Description of the task:
Reproduce the records below with "boat roof" changed to "cabin roof" and nothing else altered. Omit the pictures from your output.

....

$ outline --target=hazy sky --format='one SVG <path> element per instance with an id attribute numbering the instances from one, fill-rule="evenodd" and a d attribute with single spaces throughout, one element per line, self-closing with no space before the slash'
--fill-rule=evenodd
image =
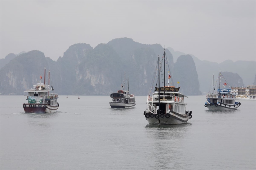
<path id="1" fill-rule="evenodd" d="M 0 58 L 37 50 L 56 60 L 74 44 L 127 37 L 201 60 L 256 61 L 256 2 L 1 0 Z"/>

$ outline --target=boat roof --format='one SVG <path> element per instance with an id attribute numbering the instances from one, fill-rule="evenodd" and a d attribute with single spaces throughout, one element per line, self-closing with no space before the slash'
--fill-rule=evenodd
<path id="1" fill-rule="evenodd" d="M 50 92 L 52 90 L 52 89 L 41 89 L 41 90 L 37 90 L 35 89 L 31 89 L 29 90 L 27 90 L 24 91 L 25 92 L 38 92 L 40 93 L 47 93 L 48 92 Z"/>
<path id="2" fill-rule="evenodd" d="M 168 93 L 168 94 L 178 94 L 181 96 L 183 96 L 184 97 L 186 97 L 187 98 L 188 98 L 189 97 L 186 96 L 186 95 L 184 95 L 182 93 L 180 93 L 179 92 L 168 92 L 168 91 L 165 91 L 164 92 L 163 91 L 160 91 L 160 93 L 163 93 L 164 92 L 165 93 Z M 155 94 L 157 94 L 158 93 L 158 92 L 156 91 L 154 92 L 153 93 L 153 95 L 155 95 Z"/>

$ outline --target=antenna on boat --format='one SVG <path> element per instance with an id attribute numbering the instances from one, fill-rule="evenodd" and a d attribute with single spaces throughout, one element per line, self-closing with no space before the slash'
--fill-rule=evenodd
<path id="1" fill-rule="evenodd" d="M 212 74 L 212 104 L 213 104 L 213 74 Z"/>
<path id="2" fill-rule="evenodd" d="M 158 55 L 158 110 L 160 112 L 160 63 Z"/>
<path id="3" fill-rule="evenodd" d="M 128 81 L 128 91 L 129 91 L 129 77 L 127 77 L 127 80 Z"/>
<path id="4" fill-rule="evenodd" d="M 44 84 L 45 84 L 45 65 L 44 66 Z"/>
<path id="5" fill-rule="evenodd" d="M 219 69 L 219 93 L 221 92 L 221 69 Z"/>
<path id="6" fill-rule="evenodd" d="M 164 80 L 163 82 L 164 83 L 164 88 L 163 88 L 163 95 L 165 96 L 165 49 L 164 50 L 164 53 L 163 53 L 163 56 L 164 56 L 164 60 L 163 60 L 163 64 L 164 64 L 164 66 L 163 66 L 163 77 L 164 77 Z"/>

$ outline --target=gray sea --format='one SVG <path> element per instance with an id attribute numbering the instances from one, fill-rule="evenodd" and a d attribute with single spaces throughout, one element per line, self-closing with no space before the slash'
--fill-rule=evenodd
<path id="1" fill-rule="evenodd" d="M 256 101 L 211 111 L 185 98 L 192 119 L 151 125 L 146 96 L 113 109 L 108 96 L 59 96 L 54 113 L 25 113 L 26 96 L 0 96 L 1 170 L 255 170 Z"/>

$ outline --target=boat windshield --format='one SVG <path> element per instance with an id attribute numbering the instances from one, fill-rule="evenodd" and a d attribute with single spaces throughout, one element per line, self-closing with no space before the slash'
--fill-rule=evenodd
<path id="1" fill-rule="evenodd" d="M 121 98 L 123 97 L 123 95 L 120 93 L 113 93 L 110 95 L 111 98 Z"/>

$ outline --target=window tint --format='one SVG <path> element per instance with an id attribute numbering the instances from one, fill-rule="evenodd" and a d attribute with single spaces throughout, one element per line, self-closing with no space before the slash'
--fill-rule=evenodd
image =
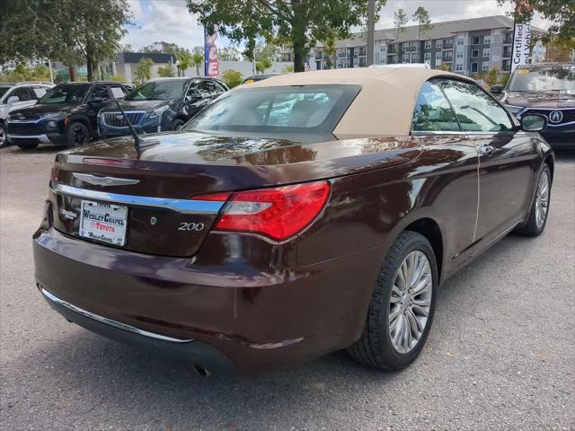
<path id="1" fill-rule="evenodd" d="M 507 111 L 477 84 L 455 79 L 438 82 L 453 105 L 464 130 L 499 132 L 513 128 Z"/>
<path id="2" fill-rule="evenodd" d="M 110 100 L 110 93 L 108 92 L 108 87 L 105 85 L 96 85 L 92 89 L 90 99 L 95 99 L 96 97 L 102 98 L 103 101 Z"/>
<path id="3" fill-rule="evenodd" d="M 460 131 L 456 116 L 436 84 L 425 83 L 417 96 L 411 130 Z"/>
<path id="4" fill-rule="evenodd" d="M 30 87 L 16 87 L 12 92 L 8 95 L 8 97 L 18 96 L 20 101 L 32 101 L 34 98 L 32 97 L 32 93 L 30 92 Z"/>
<path id="5" fill-rule="evenodd" d="M 349 105 L 356 85 L 261 87 L 226 92 L 198 114 L 186 128 L 196 130 L 278 130 L 328 128 Z"/>

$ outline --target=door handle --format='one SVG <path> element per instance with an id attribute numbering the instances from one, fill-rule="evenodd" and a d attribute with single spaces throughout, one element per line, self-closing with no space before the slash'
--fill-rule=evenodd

....

In response:
$ outline --target=hazy sky --format='one SVG <path> element per instance with an id attribute numbering the instances from one, fill-rule="evenodd" and a d attribute with single spaces throughout, one element per line, self-closing with no space before the slash'
--fill-rule=evenodd
image =
<path id="1" fill-rule="evenodd" d="M 0 58 L 37 50 L 56 60 L 74 44 L 127 37 L 201 60 L 256 61 L 256 2 L 1 0 Z"/>

$ outline --target=cabin roof --format='one SVG <path> element per instance with an id attribute numbering the instances from one, fill-rule="evenodd" and a d attribute with single spaces throughout, one element per line, self-closing with no space before the slash'
--fill-rule=evenodd
<path id="1" fill-rule="evenodd" d="M 50 92 L 52 90 L 52 89 L 41 89 L 41 90 L 37 90 L 35 89 L 31 89 L 29 90 L 27 90 L 24 91 L 25 92 L 38 92 L 40 93 L 47 93 L 48 92 Z"/>
<path id="2" fill-rule="evenodd" d="M 168 93 L 168 94 L 178 94 L 181 96 L 183 96 L 184 97 L 186 97 L 187 98 L 188 98 L 189 97 L 186 96 L 186 95 L 184 95 L 182 93 L 180 93 L 179 92 L 168 92 L 168 91 L 165 91 L 164 92 L 163 91 L 160 91 L 160 93 L 163 93 L 164 92 L 165 93 Z M 155 94 L 157 94 L 158 93 L 158 92 L 156 91 L 154 92 L 153 93 L 153 95 L 155 95 Z"/>

$ outline --target=antenna on boat --format='one SVG <path> element per instance with an id attribute numbering the instances from one, fill-rule="evenodd" and a d attribute with single spaces throughout, one element per line, self-closing with no space before the slash'
--fill-rule=evenodd
<path id="1" fill-rule="evenodd" d="M 212 74 L 212 104 L 213 104 L 213 74 Z"/>
<path id="2" fill-rule="evenodd" d="M 158 55 L 158 110 L 160 112 L 160 63 Z"/>
<path id="3" fill-rule="evenodd" d="M 128 81 L 128 91 L 129 91 L 129 77 L 127 77 L 127 80 Z"/>
<path id="4" fill-rule="evenodd" d="M 44 84 L 45 84 L 45 65 L 44 66 Z"/>
<path id="5" fill-rule="evenodd" d="M 219 69 L 219 93 L 221 92 L 221 69 Z"/>
<path id="6" fill-rule="evenodd" d="M 164 80 L 163 82 L 164 83 L 164 88 L 163 88 L 163 95 L 165 96 L 165 49 L 164 50 L 164 53 L 163 53 L 163 56 L 164 56 L 164 60 L 163 60 L 163 64 L 164 64 L 164 66 L 163 66 L 163 77 L 164 77 Z"/>

$ outline --target=gray sea --format='one SVG <path> element per instance with an id attribute numbering the instances from one, fill-rule="evenodd" and a d attribute with single spaces throughout, one element per line, self-closing with no space before the slash'
--fill-rule=evenodd
<path id="1" fill-rule="evenodd" d="M 256 101 L 211 111 L 185 98 L 192 119 L 151 125 L 146 96 L 113 109 L 108 96 L 59 96 L 54 113 L 25 113 L 26 96 L 0 96 L 1 170 L 255 170 Z"/>

$ outline --target=boat windshield --format='one SVG <path> element per instance with an id attribute numbering the instances from one, fill-rule="evenodd" and a d attribute with single spaces throughout, one element per line, self-closing with no space before the slash'
--fill-rule=evenodd
<path id="1" fill-rule="evenodd" d="M 121 98 L 123 97 L 123 95 L 120 93 L 113 93 L 110 95 L 111 98 Z"/>

$ outline --target=window tint --format='one SVG <path> element per instance with an id attribute numbering the instances from one, fill-rule="evenodd" and a d attribute with single spaces throughout, one element per line, self-closing with no space before the slash'
--fill-rule=evenodd
image =
<path id="1" fill-rule="evenodd" d="M 507 111 L 477 84 L 455 79 L 438 82 L 453 105 L 464 130 L 499 132 L 513 128 Z"/>
<path id="2" fill-rule="evenodd" d="M 110 100 L 110 93 L 108 92 L 108 87 L 105 85 L 96 85 L 92 89 L 90 99 L 95 99 L 96 97 L 102 98 L 103 101 Z"/>
<path id="3" fill-rule="evenodd" d="M 460 131 L 456 116 L 436 84 L 425 83 L 417 96 L 411 130 Z"/>
<path id="4" fill-rule="evenodd" d="M 30 87 L 16 87 L 12 92 L 8 95 L 8 97 L 18 96 L 20 101 L 32 101 L 34 98 L 32 97 L 32 93 L 30 92 Z"/>
<path id="5" fill-rule="evenodd" d="M 349 105 L 356 85 L 261 87 L 226 92 L 198 114 L 186 128 L 196 130 L 278 130 L 328 128 Z"/>

$ outline --target=door handle --format='one SVG <path> element per instance with an id attribute numbering the instances from one, fill-rule="evenodd" and a d attribute with single spaces throughout, one element per line, self-closing with no space before the slash'
--fill-rule=evenodd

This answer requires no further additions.